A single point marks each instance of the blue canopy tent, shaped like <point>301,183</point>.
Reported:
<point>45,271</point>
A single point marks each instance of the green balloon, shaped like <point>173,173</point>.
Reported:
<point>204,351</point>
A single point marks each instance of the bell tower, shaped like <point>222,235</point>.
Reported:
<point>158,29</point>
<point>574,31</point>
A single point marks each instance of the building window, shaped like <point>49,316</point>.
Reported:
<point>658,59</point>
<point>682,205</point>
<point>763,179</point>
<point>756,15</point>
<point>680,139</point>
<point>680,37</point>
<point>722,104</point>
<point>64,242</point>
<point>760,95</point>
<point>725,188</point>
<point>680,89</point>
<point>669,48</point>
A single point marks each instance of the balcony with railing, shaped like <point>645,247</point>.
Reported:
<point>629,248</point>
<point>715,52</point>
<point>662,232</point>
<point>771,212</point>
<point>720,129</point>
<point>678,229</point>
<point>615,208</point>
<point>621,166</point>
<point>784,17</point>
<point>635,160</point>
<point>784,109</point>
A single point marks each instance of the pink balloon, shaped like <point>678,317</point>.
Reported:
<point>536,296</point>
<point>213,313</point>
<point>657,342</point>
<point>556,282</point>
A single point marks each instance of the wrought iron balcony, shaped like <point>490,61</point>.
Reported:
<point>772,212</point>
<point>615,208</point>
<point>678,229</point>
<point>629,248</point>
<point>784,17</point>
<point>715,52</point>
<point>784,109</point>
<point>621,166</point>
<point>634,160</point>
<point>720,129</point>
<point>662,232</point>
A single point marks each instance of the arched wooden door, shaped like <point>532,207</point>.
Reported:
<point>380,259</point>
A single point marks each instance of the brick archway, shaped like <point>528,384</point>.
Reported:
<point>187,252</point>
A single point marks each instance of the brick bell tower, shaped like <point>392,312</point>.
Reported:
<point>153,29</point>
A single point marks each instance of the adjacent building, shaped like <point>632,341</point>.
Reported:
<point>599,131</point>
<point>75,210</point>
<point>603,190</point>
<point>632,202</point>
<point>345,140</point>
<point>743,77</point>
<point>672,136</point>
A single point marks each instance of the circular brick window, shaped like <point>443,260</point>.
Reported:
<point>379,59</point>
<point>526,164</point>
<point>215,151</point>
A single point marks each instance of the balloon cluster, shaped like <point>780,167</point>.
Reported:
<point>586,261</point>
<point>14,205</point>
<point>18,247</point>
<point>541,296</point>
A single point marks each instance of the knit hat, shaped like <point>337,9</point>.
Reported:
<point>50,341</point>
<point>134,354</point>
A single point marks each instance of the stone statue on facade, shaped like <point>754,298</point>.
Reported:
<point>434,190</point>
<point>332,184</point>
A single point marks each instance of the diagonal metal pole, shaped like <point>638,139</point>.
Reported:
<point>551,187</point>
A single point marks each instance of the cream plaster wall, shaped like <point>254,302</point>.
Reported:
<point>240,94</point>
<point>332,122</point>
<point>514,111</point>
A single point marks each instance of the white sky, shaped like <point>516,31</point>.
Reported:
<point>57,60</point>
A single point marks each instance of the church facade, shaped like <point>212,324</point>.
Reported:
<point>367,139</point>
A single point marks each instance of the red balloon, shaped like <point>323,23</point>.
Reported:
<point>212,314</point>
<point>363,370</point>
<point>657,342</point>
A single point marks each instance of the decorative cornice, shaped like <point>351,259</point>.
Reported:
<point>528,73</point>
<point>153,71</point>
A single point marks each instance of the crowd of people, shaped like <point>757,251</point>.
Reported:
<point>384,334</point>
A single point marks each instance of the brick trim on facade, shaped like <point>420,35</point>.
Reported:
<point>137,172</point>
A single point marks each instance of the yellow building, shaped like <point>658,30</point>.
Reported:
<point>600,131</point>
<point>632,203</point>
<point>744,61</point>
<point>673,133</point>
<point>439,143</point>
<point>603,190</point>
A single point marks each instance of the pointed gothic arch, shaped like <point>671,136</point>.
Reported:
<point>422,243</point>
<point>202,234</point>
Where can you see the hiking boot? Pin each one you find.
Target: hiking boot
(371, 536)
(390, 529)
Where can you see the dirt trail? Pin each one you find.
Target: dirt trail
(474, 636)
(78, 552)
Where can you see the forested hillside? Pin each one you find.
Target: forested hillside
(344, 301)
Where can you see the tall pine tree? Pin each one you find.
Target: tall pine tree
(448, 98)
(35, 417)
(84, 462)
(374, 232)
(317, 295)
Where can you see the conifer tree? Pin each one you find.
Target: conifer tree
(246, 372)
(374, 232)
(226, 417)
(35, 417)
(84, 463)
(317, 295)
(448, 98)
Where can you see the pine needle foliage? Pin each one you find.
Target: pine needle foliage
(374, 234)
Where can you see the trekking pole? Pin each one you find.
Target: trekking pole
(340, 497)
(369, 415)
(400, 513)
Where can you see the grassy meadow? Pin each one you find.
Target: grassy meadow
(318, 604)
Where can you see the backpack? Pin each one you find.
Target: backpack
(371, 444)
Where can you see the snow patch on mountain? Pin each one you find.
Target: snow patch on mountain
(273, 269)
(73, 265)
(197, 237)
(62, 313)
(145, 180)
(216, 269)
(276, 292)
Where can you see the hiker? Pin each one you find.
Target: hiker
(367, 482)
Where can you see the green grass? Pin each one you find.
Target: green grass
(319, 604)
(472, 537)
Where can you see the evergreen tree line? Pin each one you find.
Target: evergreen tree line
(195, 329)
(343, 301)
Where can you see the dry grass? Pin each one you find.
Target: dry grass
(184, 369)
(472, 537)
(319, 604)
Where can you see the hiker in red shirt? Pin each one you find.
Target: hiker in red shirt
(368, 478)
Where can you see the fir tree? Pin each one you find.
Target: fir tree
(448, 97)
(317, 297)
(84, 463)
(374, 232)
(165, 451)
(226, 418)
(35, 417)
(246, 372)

----------

Required task: Copy every row above line for line, changing nothing.

Answer to this task:
A single point marks each instance of the blue canopy tent, shaped like <point>301,183</point>.
Reported:
<point>45,271</point>
A single point marks each instance of the green balloon, shaped like <point>173,173</point>.
Reported:
<point>204,351</point>
A single point marks each instance of the bell tower, shaped like <point>222,235</point>.
Reported:
<point>158,29</point>
<point>574,31</point>
A single point marks each instance of the building window, shaped like <point>49,316</point>.
Reported:
<point>658,59</point>
<point>682,205</point>
<point>763,179</point>
<point>756,15</point>
<point>680,139</point>
<point>680,37</point>
<point>722,104</point>
<point>64,242</point>
<point>760,95</point>
<point>725,188</point>
<point>680,89</point>
<point>669,48</point>
A single point marks each instance of the balcony with railing, shaped like <point>645,247</point>.
Reported:
<point>629,248</point>
<point>715,52</point>
<point>662,232</point>
<point>771,212</point>
<point>720,129</point>
<point>678,229</point>
<point>615,208</point>
<point>621,166</point>
<point>784,17</point>
<point>635,160</point>
<point>784,109</point>
A single point marks each instance of the pink balloon, shaped like <point>678,317</point>.
Reported:
<point>536,296</point>
<point>213,313</point>
<point>657,342</point>
<point>556,282</point>
A single point marks each instance of the wrought iron balcony, shaped like <point>490,61</point>.
Reported:
<point>772,212</point>
<point>615,208</point>
<point>678,229</point>
<point>629,248</point>
<point>784,17</point>
<point>715,52</point>
<point>784,109</point>
<point>621,166</point>
<point>634,160</point>
<point>720,129</point>
<point>662,232</point>
A single point marks each instance of the arched wooden door, shaped like <point>532,207</point>.
Reported:
<point>380,259</point>
A single point marks each instance of the brick archway, shaped like <point>528,384</point>.
Reported:
<point>187,252</point>
A single point marks each instance of the brick bell tower, shaped like <point>392,312</point>.
Reported:
<point>153,29</point>
A single point marks each instance of the adjacent building, shaped like <point>632,341</point>.
Reported:
<point>599,131</point>
<point>75,210</point>
<point>603,190</point>
<point>632,202</point>
<point>345,140</point>
<point>743,77</point>
<point>672,136</point>
A single point marks each instance of the circular brick window, shaped like <point>443,260</point>.
Reported:
<point>379,59</point>
<point>526,164</point>
<point>215,151</point>
A single point marks each instance of the balloon cluster, shaped like <point>780,167</point>.
Reported:
<point>586,261</point>
<point>14,205</point>
<point>18,247</point>
<point>541,296</point>
A single point marks each instance of the knit hat, shaped like <point>337,9</point>.
Reported:
<point>50,341</point>
<point>134,354</point>
A single point marks each instance of the stone statue on facade, shaped like <point>754,298</point>.
Reported:
<point>434,190</point>
<point>332,184</point>
A single point marks each instance of the diagonal metal pole, shaped like <point>638,139</point>.
Reported:
<point>551,187</point>
A single point marks each instance of the cream plaster wall, shaped like <point>254,302</point>.
Reported:
<point>240,94</point>
<point>332,122</point>
<point>514,111</point>
A single point marks each instance of the white sky, shaped like <point>516,31</point>.
Reported:
<point>57,60</point>
A single point marks each instance of the church facade, shaped like <point>212,324</point>.
Reported:
<point>367,139</point>
A single point marks each instance of the red balloon, shaped like <point>323,23</point>.
Reported:
<point>212,314</point>
<point>363,370</point>
<point>657,342</point>
A single point marks each instance of the decorative cornice, shaped like <point>351,259</point>.
Reported:
<point>528,73</point>
<point>153,71</point>
A single point marks each instance of the crowd of people, shaped like <point>757,251</point>.
Reported:
<point>384,334</point>
A single point marks each instance of the brick trim on facade, shaped like <point>420,35</point>.
Reported:
<point>137,172</point>
A single point marks each instance of the yellow building, shaped like <point>658,30</point>.
Reported:
<point>600,131</point>
<point>632,203</point>
<point>744,61</point>
<point>673,133</point>
<point>439,143</point>
<point>603,190</point>
A single point marks each instance of the pointed gothic arch, shaped like <point>671,136</point>.
Reported:
<point>422,243</point>
<point>202,234</point>
Where can you see the hiking boot? Pin each one you find.
Target: hiking boot
(371, 536)
(390, 529)
Where can you see the dirt trail? Pin each one you find.
Target: dirt trail
(474, 636)
(78, 552)
Where can you see the forested hillside? Pin each one you find.
Target: forested hillside
(344, 301)
Where can you see the tall pine tree? Pin each one you find.
Target: tall pine tree
(448, 98)
(35, 417)
(84, 462)
(374, 232)
(317, 295)
Where can you see the conifer tree? Pin each one you find.
Target: conifer tree
(246, 372)
(374, 232)
(226, 417)
(35, 417)
(84, 463)
(317, 295)
(448, 98)
Where can you see the pine needle foliage? Pin each one you find.
Target: pine needle foliage
(374, 234)
Where can you see the trekking pole? Pin each one you find.
Target: trekking pole
(340, 497)
(369, 415)
(400, 513)
Where can you see the grassy meadow? Pin each one you find.
Target: grassy meadow
(318, 604)
Where can you see the backpack? Pin each one you find.
Target: backpack
(371, 444)
Where can you see the snow patch on mountain? Pin each one you find.
Target: snow patch on mountain
(273, 269)
(73, 265)
(197, 237)
(62, 313)
(145, 180)
(216, 269)
(276, 292)
Where can you see the hiker? Pin each one you find.
Target: hiker
(367, 482)
Where can you see the green grass? Pin each one you find.
Target: green grass
(319, 604)
(472, 537)
Where can you see the evergreen tree line? Pin each one you find.
Target: evergreen tree line
(195, 329)
(343, 301)
Where can you see the dry grass? Pin each one you find.
Target: dry grass
(184, 369)
(472, 537)
(319, 604)
Where can you see the hiker in red shirt? Pin each one you find.
Target: hiker in red shirt
(368, 478)
Where can you see the fir tree? Pin each one you find.
Target: fir tree
(448, 97)
(317, 297)
(84, 463)
(374, 232)
(165, 451)
(226, 418)
(35, 417)
(246, 372)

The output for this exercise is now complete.